WHAT YOU NEED TO DO
1. In the description of the Epistle of Rabbi Samuel manuscript, what color is the ink used for the headings, initials and rubrications?
2. Resume the description of the Epistle of Rabbi Samuel manuscript from where it stops.

SUPPLIED PASSAGE
[Epistle of Rabbi Samuel]; [Epistola Samuelis]; [Title from incipit:] Hic Incipit Prohemium Unius Libelli Translati De Arabico In Latinum De Inductione Ad Fidem Catholicam Iudeorum A Quodam iudeo Confecto. Alfonsus / Alfonso Bonihominis or Buenhombre.
[Epistle of Rabbi Samuel]; [Epistola Samuelis]; [Title from incipit:] Hic Incipit Prohemium Unius Libelli Translati De Arabico In Latinum De Inductione Ad Fidem Catholicam Iudeorum A Quodam iudeo Confecto.
15th Century Anti-Jewish Manuscript

[Epistle of Rabbi Samuel]; [Epistola Samuelis]; [Title from incipit:] Hic Incipit Prohemium Unius Libelli Translati De Arabico In Latinum De Inductione Ad Fidem Catholicam Iudeorum A Quodam iudeo Confecto.

Around the first half of the fifteen century. Manuscript in Latin. Large margins. Paper with unidentified watermark. Text in black ink, headings, initials and rubrications in red. With a note by later hand on title page, about Alfonsus: “Parisis per manum fratris Alfonciis”. In modern half vellum binding. 20 leaves. Insignificant wormholes to margin with no effect to text. Overall in fine condition.

Manuscript copy in Latin of the Epistle of Rabbi Samuel, one of the most influential anti-Jewish treatises of the middle ages. Allegedly translated from Arabic by the Spanish Dominican Hebraist and Arabist Alfonsus Bonihominis (d. 1353).

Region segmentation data
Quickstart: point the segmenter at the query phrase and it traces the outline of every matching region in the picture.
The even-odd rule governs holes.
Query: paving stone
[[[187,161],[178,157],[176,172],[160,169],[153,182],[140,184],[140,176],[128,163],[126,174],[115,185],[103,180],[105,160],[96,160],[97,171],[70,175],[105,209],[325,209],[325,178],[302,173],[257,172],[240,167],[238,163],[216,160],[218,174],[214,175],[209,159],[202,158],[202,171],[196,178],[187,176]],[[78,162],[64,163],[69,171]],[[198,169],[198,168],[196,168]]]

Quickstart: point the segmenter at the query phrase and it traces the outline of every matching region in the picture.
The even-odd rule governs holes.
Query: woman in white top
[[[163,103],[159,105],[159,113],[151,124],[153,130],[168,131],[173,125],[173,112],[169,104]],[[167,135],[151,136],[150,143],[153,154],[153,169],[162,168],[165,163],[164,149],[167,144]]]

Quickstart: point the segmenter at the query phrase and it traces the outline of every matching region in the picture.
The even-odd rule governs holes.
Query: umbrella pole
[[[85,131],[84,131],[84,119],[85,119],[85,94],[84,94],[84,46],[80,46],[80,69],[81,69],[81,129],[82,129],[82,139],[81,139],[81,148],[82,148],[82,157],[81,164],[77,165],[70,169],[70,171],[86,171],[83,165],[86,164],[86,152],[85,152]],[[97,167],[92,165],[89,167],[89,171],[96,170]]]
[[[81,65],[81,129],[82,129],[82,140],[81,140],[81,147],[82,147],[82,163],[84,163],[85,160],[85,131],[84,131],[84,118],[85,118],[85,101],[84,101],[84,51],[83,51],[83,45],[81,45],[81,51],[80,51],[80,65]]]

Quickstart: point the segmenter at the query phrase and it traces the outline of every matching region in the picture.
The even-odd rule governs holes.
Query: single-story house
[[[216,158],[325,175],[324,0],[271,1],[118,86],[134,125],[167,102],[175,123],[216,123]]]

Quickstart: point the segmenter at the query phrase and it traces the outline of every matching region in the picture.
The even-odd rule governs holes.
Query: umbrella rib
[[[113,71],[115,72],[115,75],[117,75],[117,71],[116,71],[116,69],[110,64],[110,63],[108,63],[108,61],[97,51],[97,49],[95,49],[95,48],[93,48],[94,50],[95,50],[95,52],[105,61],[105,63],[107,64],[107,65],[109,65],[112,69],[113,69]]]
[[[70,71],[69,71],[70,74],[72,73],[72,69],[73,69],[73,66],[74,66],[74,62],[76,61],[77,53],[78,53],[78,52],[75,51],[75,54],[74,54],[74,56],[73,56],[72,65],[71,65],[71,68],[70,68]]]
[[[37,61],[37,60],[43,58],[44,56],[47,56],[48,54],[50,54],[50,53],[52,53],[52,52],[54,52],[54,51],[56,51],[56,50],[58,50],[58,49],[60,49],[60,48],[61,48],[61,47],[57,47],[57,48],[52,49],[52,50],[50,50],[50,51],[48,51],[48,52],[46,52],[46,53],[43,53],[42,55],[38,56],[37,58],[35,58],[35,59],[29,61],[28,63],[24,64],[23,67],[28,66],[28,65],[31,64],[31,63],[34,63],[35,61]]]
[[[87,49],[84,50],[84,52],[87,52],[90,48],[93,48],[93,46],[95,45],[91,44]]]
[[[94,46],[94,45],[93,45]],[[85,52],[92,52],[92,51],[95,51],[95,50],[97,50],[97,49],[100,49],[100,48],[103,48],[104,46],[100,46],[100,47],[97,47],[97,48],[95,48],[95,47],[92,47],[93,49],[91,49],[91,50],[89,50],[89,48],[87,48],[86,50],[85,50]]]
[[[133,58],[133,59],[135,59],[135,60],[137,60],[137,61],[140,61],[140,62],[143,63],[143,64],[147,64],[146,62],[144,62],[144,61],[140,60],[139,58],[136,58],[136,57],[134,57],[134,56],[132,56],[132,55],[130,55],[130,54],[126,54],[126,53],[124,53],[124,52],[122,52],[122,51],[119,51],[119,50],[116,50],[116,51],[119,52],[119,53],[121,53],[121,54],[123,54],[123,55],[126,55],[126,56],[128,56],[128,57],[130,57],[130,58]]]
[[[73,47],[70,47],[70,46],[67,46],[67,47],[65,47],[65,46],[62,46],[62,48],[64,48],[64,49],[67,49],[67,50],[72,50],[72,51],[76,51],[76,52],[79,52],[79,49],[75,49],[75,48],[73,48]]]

TASK-BY-TASK ANSWERS
1. Red.

2.
Alfonsus writes in his introduction to the manuscript, that the Epistle was written after the year 1000 by Rabbi Samuel, a Jew of Fez in Morocco, to share the reasons with Rabbi Isaac, chief of the synagogue at Sujulmeca (Subiulmeta?), which led him to be baptized and convert to Christianity.

According to Alfonsus it was originally written in Arabic because only a few Jews and even fewer Christians knew that language, thus the text could remain concealed for hundreds of years, and the Christians were not able to use it against Jews, until he found and translated it while he was the Bishop of Marrakech in 1338 or 1339.

The Epistle itself, coming after this introduction. Most copies are divided into twenty-four, sometimes twenty-five sections. Other version of the work, like this copy, contains additional chapters.

Since the Arabic original of the text, from which Alfonsus allegedly translated the Epistle, has never been found, it is more likely that he imitated other works in the genre and composed a new text himself, which ended up being among the most widely copied and printed anti-Jewish tracts of the later middle ages.

Bibl.: Limor, O.: The Epistle of Rabbi Samuel of Morocco: A Best-Seller in the World of Polemics. In: Contra Iudaeos. Ancient and Medieval Polemics between Christians and Jews. Tübingen: J.C.B. Mohr, 1996. pp. 177–194.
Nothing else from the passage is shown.